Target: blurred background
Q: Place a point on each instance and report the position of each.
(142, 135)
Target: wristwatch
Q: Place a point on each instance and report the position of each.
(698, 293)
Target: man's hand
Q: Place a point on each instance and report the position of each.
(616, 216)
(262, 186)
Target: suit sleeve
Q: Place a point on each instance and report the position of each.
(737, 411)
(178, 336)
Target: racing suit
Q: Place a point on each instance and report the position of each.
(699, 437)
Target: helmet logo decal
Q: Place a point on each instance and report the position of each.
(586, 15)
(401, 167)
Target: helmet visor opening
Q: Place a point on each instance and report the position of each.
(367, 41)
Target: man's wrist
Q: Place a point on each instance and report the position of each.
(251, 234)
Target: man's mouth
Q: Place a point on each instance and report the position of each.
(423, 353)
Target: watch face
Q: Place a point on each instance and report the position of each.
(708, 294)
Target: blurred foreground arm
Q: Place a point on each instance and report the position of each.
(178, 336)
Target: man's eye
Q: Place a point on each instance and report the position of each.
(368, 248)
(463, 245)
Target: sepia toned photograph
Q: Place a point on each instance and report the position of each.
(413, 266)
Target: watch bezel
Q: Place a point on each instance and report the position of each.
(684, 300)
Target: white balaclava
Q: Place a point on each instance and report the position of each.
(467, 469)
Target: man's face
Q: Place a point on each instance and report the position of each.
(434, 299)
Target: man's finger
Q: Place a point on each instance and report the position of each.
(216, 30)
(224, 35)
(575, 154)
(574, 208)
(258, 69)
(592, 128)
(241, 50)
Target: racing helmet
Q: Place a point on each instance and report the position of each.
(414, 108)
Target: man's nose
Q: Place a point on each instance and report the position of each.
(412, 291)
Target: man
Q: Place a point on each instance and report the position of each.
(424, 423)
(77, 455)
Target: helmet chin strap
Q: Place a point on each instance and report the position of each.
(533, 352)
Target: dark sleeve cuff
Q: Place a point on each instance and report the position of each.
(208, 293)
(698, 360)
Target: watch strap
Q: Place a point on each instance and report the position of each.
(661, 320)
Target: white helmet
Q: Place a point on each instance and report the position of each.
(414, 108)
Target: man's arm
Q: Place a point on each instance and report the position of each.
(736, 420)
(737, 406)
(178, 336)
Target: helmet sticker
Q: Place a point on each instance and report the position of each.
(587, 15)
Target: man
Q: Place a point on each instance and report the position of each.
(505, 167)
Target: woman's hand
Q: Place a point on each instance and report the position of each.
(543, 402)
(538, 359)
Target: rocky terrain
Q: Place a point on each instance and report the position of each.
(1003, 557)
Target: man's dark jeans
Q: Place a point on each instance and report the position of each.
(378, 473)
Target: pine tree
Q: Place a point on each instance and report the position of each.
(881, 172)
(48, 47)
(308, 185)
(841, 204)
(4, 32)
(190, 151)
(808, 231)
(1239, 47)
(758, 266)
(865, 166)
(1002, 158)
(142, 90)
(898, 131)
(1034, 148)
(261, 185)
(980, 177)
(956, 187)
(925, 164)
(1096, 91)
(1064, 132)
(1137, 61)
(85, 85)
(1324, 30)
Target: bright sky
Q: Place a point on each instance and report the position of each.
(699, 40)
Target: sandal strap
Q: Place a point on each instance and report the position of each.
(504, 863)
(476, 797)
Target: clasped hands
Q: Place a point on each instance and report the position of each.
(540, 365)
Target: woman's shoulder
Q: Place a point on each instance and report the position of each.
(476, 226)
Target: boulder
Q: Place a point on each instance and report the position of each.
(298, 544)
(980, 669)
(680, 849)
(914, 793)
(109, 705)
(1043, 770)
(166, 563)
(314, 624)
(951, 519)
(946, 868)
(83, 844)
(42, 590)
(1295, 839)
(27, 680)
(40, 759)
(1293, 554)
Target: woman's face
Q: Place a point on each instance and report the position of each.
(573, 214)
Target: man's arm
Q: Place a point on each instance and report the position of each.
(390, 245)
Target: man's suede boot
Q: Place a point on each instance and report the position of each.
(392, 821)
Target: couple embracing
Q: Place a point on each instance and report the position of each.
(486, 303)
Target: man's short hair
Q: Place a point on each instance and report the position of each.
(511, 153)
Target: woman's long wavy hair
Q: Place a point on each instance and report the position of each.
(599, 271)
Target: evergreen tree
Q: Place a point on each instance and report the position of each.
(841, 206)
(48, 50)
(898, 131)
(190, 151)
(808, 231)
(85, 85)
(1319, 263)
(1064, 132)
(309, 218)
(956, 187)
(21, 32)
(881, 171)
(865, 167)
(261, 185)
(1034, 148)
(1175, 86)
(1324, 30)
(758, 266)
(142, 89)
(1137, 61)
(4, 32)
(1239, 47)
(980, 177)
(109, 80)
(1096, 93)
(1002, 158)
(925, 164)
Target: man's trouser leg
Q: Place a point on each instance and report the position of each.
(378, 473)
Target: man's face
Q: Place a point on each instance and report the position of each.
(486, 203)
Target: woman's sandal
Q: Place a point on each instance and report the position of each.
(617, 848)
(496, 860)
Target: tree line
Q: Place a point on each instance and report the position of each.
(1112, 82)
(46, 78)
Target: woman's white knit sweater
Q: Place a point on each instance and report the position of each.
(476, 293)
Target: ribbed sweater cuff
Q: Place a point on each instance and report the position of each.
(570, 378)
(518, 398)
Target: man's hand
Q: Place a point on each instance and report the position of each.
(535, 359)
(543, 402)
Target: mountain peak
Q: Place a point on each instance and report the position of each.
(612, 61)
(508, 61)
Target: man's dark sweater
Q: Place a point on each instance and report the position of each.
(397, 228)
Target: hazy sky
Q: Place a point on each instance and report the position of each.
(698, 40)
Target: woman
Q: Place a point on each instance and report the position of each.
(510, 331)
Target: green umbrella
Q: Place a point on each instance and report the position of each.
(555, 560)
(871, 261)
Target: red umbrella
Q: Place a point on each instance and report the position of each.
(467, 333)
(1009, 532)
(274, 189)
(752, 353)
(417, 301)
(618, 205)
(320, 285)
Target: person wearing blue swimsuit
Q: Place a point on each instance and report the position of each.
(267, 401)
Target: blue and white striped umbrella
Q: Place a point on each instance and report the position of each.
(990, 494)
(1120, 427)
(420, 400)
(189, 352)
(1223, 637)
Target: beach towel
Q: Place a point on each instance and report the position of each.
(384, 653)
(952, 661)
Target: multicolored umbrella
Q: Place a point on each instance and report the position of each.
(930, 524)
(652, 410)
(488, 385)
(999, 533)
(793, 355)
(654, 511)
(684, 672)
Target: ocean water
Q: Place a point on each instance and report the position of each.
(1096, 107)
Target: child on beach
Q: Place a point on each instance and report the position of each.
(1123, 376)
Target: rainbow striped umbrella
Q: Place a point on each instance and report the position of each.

--- --- ---

**WORK INSTRUCTIONS**
Taking the material above one line at a time, count the lines that include "umbrella" as a word or string, and give only that number.

**EXPECTED ANSWER**
5